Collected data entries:
────────────────────────────────────────

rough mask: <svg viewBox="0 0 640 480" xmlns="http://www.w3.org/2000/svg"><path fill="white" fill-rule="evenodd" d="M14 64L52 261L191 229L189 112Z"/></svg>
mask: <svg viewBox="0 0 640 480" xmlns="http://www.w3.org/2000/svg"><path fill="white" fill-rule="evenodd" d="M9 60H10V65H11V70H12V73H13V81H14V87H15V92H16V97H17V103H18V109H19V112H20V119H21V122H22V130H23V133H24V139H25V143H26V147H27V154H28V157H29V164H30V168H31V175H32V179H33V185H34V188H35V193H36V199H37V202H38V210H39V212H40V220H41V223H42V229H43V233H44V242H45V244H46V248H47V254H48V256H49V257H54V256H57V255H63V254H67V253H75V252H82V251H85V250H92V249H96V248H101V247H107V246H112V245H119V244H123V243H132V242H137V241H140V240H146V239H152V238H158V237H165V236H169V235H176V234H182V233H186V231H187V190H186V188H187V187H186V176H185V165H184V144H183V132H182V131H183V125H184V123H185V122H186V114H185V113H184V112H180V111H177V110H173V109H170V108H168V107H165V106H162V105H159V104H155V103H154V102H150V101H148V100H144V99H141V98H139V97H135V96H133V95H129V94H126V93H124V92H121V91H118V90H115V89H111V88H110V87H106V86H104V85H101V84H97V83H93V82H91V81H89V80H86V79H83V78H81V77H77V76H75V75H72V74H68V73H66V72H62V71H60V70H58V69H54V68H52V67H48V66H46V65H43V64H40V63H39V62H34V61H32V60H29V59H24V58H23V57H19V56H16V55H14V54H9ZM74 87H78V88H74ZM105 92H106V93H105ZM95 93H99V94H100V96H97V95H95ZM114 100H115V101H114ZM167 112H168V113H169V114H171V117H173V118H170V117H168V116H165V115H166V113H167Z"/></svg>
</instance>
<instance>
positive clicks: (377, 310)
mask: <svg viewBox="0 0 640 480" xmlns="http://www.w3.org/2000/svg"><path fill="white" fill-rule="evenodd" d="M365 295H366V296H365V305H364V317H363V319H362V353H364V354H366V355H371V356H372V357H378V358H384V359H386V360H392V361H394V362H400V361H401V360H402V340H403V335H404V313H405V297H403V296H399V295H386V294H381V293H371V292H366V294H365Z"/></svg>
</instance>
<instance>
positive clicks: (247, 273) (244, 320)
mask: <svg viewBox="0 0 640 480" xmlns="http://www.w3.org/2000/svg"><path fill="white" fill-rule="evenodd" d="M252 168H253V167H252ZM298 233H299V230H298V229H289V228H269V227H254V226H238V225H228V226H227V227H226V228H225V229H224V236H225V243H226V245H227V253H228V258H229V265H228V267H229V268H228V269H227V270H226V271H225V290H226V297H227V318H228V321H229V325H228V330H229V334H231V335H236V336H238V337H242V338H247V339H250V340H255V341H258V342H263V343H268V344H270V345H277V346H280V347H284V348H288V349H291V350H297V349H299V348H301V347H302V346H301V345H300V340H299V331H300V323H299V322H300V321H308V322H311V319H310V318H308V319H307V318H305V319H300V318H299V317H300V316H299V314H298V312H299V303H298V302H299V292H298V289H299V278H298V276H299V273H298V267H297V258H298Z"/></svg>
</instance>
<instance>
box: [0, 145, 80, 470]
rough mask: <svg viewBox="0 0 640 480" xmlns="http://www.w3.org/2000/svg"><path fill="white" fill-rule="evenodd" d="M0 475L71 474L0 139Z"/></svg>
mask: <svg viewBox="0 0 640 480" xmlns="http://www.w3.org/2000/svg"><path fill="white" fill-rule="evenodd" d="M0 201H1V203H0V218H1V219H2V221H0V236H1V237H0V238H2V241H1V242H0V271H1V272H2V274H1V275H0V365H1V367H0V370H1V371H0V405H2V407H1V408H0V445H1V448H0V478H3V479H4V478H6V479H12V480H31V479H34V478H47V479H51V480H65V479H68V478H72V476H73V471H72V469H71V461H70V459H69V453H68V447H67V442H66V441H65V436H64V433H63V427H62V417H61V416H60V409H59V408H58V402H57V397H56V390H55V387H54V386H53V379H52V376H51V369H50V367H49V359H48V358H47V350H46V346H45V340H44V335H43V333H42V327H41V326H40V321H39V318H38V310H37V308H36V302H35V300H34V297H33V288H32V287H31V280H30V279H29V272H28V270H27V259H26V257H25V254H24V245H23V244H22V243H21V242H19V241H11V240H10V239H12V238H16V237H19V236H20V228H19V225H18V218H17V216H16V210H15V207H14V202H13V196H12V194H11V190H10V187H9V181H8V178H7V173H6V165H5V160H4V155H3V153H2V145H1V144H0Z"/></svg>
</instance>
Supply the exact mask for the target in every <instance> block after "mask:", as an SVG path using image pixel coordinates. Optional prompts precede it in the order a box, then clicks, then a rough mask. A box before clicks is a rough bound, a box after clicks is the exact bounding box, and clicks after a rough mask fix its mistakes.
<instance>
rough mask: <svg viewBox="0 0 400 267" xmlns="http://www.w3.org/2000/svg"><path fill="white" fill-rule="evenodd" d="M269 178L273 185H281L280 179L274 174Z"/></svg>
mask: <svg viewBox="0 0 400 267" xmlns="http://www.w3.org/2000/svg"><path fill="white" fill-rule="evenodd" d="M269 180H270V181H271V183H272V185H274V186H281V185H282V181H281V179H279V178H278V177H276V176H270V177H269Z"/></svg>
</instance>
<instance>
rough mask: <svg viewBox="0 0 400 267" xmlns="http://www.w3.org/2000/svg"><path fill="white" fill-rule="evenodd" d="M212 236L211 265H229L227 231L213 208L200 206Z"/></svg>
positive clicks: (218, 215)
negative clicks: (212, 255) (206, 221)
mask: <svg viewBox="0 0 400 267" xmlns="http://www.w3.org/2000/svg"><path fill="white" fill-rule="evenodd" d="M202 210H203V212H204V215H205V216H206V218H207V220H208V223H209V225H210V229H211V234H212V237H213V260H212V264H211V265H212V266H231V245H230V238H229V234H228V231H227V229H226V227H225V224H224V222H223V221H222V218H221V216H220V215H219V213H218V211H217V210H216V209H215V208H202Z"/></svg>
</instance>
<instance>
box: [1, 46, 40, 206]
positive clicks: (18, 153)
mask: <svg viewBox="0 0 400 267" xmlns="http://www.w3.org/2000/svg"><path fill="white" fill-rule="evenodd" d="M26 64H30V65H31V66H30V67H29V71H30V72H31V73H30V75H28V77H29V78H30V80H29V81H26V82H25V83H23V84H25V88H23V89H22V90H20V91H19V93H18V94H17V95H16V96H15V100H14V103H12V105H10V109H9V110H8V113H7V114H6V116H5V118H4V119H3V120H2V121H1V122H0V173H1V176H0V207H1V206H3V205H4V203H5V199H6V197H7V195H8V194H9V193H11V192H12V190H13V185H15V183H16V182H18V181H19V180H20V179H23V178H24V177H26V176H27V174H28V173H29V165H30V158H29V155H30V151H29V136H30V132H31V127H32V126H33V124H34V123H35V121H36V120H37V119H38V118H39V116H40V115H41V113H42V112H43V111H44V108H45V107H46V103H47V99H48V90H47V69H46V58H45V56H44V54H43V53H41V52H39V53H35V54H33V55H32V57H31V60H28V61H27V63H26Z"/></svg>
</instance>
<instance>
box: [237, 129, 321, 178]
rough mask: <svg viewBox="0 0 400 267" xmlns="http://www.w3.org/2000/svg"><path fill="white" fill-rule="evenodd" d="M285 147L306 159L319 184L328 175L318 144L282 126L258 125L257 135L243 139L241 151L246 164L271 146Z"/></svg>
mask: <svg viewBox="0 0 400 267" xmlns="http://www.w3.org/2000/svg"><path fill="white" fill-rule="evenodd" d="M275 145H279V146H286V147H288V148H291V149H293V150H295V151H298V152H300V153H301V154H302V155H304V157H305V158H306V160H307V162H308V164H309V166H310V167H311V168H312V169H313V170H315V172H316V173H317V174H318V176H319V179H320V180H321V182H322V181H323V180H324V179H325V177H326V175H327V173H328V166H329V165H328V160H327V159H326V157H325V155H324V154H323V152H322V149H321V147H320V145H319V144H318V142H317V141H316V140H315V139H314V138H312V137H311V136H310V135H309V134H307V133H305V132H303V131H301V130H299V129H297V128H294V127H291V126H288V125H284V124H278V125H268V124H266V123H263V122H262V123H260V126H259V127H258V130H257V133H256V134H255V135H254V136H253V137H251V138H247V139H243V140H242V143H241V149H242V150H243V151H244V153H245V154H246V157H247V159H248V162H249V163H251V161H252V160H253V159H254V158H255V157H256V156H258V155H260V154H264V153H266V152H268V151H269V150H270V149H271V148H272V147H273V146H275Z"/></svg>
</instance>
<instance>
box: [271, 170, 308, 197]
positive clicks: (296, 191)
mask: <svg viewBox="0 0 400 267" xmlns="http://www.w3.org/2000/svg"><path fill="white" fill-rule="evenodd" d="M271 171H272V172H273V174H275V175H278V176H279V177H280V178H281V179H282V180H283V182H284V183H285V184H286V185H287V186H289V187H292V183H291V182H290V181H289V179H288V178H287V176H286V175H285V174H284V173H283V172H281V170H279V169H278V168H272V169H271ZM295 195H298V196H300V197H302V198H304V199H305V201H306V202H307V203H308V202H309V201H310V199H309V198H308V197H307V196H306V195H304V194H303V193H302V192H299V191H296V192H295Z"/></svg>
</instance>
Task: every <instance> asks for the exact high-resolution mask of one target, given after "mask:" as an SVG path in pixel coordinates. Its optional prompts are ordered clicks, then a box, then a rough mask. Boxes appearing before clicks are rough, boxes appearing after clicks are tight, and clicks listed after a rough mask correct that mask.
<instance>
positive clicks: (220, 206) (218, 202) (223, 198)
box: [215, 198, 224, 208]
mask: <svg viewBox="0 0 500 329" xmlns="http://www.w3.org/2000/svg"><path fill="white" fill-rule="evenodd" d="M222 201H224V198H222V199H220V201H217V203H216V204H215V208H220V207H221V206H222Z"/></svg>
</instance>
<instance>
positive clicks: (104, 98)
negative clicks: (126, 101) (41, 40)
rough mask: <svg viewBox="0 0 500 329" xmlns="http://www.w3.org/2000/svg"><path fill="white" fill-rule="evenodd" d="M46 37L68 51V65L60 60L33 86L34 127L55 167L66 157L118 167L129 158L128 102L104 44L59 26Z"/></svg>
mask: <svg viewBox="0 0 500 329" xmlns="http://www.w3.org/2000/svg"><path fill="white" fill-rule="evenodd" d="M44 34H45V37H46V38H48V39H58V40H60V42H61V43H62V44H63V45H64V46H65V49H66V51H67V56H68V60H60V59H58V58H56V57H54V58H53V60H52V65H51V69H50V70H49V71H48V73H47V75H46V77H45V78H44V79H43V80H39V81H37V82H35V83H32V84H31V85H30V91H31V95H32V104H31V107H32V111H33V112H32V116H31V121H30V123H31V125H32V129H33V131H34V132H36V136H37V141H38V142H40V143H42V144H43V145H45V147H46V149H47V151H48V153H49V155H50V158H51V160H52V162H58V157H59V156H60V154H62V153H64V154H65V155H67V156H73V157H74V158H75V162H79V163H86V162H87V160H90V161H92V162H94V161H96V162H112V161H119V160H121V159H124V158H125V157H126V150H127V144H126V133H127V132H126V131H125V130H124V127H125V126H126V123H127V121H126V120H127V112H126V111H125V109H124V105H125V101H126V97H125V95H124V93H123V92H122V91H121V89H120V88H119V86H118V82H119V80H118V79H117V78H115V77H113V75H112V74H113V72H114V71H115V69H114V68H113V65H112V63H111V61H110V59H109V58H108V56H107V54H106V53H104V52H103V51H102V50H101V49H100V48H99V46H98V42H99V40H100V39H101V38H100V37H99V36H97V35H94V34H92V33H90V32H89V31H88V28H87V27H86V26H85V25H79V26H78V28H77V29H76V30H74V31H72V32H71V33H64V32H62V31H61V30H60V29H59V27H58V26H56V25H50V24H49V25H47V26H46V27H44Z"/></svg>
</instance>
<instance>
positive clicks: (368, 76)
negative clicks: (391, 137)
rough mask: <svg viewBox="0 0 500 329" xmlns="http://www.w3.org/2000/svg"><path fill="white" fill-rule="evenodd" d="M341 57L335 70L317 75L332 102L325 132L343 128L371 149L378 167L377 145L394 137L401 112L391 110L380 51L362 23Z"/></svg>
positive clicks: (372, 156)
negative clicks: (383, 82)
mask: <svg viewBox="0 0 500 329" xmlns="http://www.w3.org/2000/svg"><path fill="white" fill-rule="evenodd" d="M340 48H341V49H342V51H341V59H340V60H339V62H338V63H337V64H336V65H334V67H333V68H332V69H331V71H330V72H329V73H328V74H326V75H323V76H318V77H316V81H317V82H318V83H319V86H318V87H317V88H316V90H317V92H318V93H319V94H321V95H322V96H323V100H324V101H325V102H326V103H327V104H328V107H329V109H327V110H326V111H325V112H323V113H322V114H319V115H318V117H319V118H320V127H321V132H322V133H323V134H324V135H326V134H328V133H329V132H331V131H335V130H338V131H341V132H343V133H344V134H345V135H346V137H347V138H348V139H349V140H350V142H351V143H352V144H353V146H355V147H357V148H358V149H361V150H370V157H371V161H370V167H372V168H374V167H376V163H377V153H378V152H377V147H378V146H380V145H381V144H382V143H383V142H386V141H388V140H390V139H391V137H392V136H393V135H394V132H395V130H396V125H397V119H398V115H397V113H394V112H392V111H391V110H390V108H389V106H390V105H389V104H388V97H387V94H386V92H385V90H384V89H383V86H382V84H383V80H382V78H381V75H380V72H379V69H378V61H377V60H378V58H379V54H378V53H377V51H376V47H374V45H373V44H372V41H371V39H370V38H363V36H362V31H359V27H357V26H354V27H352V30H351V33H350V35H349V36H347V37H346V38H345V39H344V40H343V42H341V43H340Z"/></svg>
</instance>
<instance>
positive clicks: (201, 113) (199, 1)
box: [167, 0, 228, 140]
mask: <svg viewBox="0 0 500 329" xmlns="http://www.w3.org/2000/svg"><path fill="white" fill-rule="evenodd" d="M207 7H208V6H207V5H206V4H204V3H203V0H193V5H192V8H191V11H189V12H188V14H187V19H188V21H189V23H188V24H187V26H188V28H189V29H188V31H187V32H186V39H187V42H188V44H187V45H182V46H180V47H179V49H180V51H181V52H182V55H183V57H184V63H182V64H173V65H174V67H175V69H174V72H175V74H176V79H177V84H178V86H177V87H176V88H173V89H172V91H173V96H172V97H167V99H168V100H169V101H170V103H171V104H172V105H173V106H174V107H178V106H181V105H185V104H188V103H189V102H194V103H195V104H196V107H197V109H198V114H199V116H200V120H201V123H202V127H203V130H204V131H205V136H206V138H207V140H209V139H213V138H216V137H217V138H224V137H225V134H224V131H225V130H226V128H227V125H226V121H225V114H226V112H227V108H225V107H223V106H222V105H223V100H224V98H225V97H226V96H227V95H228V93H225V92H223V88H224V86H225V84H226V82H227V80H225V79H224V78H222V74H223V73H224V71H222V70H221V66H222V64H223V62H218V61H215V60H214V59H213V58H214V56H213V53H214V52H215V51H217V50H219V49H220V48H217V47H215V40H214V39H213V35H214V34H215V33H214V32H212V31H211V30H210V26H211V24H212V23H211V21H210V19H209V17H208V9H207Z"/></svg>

────────────────────────────────────────

Work required:
Determine how many lines of the items above contain the string "negative", counting only matches in the same case. Reply with the number alone.

Final answer:
4